Given request
Reproduce verbatim the rows from the first one through the line containing "[57,171,181,219]", including both ends.

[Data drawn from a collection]
:::

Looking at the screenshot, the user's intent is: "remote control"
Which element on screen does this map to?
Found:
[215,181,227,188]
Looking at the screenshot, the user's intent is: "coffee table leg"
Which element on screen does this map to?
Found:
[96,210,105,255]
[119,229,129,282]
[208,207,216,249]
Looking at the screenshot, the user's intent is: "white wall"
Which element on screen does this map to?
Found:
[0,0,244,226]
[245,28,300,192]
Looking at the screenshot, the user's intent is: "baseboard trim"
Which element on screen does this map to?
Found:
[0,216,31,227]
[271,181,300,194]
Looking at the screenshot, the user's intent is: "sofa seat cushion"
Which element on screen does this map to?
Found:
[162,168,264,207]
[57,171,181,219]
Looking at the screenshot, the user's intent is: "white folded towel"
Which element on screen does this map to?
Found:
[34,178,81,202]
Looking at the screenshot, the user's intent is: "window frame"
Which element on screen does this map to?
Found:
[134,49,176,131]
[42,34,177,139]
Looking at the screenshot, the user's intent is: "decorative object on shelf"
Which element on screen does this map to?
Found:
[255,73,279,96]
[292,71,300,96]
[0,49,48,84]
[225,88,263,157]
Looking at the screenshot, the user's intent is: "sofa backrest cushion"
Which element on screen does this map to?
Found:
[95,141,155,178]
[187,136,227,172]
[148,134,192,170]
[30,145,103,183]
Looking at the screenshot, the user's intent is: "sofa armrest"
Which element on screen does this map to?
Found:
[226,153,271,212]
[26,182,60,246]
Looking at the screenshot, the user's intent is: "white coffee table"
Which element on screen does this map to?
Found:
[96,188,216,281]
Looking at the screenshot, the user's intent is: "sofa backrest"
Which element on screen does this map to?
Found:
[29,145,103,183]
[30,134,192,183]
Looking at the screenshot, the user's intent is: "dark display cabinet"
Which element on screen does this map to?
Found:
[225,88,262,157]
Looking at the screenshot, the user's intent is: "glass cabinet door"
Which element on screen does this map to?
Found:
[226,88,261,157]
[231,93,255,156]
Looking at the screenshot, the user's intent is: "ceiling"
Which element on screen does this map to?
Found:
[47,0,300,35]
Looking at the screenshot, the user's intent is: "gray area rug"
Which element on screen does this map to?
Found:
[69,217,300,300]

:::

Solution for this problem
Looking at the screenshot, the user's intent is: "remote control"
Which element on screen does this map to?
Found:
[215,181,227,188]
Looking at the screenshot, the user's intent is: "coffee table leg"
Which element on screen does this map to?
Found:
[96,210,105,255]
[119,229,129,282]
[208,207,216,249]
Looking at the screenshot, the user's intent is: "white wall"
Which element on screen does this map to?
Found:
[0,0,244,226]
[245,28,300,192]
Looking at the screenshot, the user's intent is: "baseboard trim"
Which element on screen does this map to?
Found:
[0,216,31,227]
[271,181,300,194]
Looking at the screenshot, the user's intent is: "sofa seat cushion"
Which element on screen does this map to?
Found:
[162,168,264,207]
[57,171,181,219]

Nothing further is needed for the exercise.